### Exercise task 1
Can you rewrite the duck club thread from "Give this guy" to "to throw around??", with "price tag" replaced by "asking price"?

### Page extract
───

# What duck club is best?



## Duckholla (Sep 24, 2007)

Guys,
I am hoping that I can muster some advice out of you. My company is interested in joining a duck club to take out clients out and they have placed that responsibility on my shoulders. Unfortunately, I have never been able to try one of these places out and I am hoping that I can get some advice from the rest of you as to where I should look. We are in Northern Utah, and I know there are a few out here but I am hoping for some suggestions.
Thanks guys!


----------



## Huge29 (Sep 17, 2007)

Tough job! You may have to go out and get some example runs of the club on company time! I have heard nothing but good about the Bear River club from my very small circle of mud bloods.


----------



## dkhntrdstn (Sep 7, 2007)

bear river club,the millon dollar club,cheasepeack club. those would be you best one up that way. they are right buy brbr. good luck trying to gettin in on these clubs. im shure they have a wiating list and they are not cheap at all.good luck


----------



## Donttreadonme (Sep 11, 2007)

http://www.refugeforums.com/refuge/showthread.php?t=658744

Give this guy a call. It may be worth looking at at least.


----------



## kingfish (Sep 10, 2007)

last i heard the price tag for the bear river club was close to 300K... could be off a few 10K! what kinda money does your business have to throw around??


----------



## kingfish (Sep 10, 2007)

dkhntrdstn said:


> bear river club,the millon dollar club


bear river club's nickname is the million dollar club/millionaires club.............


----------

───

### Exercise task 2
Return the lines of the records from the line with "task: trace the outline of the green lawn" to the line with "[[[494,422],[454,420],[447,423],[448,444],[494,444],[499,439]]]", both included, without changing anything.

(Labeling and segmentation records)
───

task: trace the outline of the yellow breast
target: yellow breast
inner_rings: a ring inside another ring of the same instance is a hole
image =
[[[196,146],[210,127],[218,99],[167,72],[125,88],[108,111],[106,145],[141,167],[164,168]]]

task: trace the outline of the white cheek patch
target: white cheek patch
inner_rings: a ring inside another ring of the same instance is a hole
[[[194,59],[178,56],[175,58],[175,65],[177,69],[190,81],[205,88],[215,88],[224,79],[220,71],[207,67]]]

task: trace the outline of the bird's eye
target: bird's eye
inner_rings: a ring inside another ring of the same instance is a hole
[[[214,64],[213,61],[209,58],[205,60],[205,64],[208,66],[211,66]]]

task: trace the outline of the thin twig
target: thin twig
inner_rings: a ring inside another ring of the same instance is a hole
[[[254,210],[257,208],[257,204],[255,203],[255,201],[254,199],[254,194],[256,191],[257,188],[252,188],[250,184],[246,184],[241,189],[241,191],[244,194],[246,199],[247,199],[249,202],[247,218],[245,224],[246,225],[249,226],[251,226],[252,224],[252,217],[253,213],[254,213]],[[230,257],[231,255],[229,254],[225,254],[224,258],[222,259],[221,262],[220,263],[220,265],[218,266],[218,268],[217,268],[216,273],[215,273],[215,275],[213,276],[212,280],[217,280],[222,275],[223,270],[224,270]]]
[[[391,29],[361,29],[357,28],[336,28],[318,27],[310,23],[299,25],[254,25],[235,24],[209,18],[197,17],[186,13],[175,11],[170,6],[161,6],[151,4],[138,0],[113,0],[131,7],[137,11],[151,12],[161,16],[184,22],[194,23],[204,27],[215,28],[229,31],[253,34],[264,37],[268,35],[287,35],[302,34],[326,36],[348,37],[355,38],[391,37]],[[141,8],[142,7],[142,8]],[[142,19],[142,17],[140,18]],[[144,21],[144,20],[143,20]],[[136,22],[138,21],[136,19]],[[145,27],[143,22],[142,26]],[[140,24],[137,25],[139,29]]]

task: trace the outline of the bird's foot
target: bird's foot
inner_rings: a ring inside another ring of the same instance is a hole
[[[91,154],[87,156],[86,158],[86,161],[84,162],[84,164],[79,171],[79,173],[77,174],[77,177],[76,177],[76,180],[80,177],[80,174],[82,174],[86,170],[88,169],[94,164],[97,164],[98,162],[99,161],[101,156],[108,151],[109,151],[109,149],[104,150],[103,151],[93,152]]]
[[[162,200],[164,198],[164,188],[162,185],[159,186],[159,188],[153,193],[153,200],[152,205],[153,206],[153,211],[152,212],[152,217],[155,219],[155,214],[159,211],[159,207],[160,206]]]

───

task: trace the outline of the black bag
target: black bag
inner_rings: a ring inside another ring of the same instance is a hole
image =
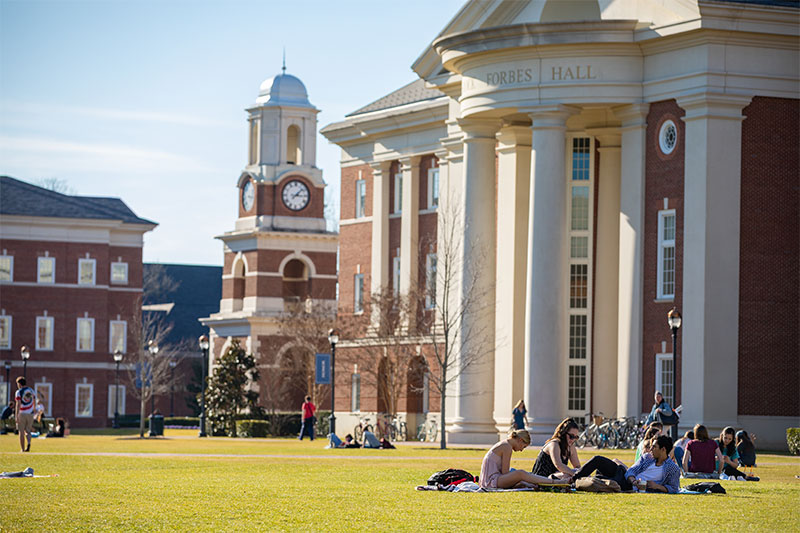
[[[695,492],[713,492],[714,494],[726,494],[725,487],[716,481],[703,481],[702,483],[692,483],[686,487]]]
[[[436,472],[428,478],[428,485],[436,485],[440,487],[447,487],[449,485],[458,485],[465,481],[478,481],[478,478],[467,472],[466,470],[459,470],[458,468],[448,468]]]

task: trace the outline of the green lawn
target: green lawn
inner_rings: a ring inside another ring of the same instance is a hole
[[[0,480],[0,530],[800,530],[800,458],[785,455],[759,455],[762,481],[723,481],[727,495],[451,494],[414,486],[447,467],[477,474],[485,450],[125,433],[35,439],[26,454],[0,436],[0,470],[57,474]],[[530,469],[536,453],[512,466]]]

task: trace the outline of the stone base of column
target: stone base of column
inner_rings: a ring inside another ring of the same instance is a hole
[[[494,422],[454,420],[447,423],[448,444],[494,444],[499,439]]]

───

### Problem solution 1
Give this guy a call. It may be worth looking at at least.


----------



## kingfish (Sep 10, 2007)

last i heard the asking price for the bear river club was close to 300K... could be off a few 10K! what kinda money does your business have to throw around??

### Problem solution 2
task: trace the outline of the green lawn
target: green lawn
inner_rings: a ring inside another ring of the same instance is a hole
[[[0,480],[0,530],[800,530],[800,458],[785,455],[759,455],[762,481],[723,481],[727,495],[451,494],[414,486],[447,467],[477,474],[485,450],[125,433],[35,439],[26,454],[0,436],[0,470],[57,474]],[[530,469],[536,453],[512,466]]]

task: trace the outline of the stone base of column
target: stone base of column
inner_rings: a ring inside another ring of the same instance is a hole
[[[494,422],[454,420],[447,423],[448,444],[494,444],[499,439]]]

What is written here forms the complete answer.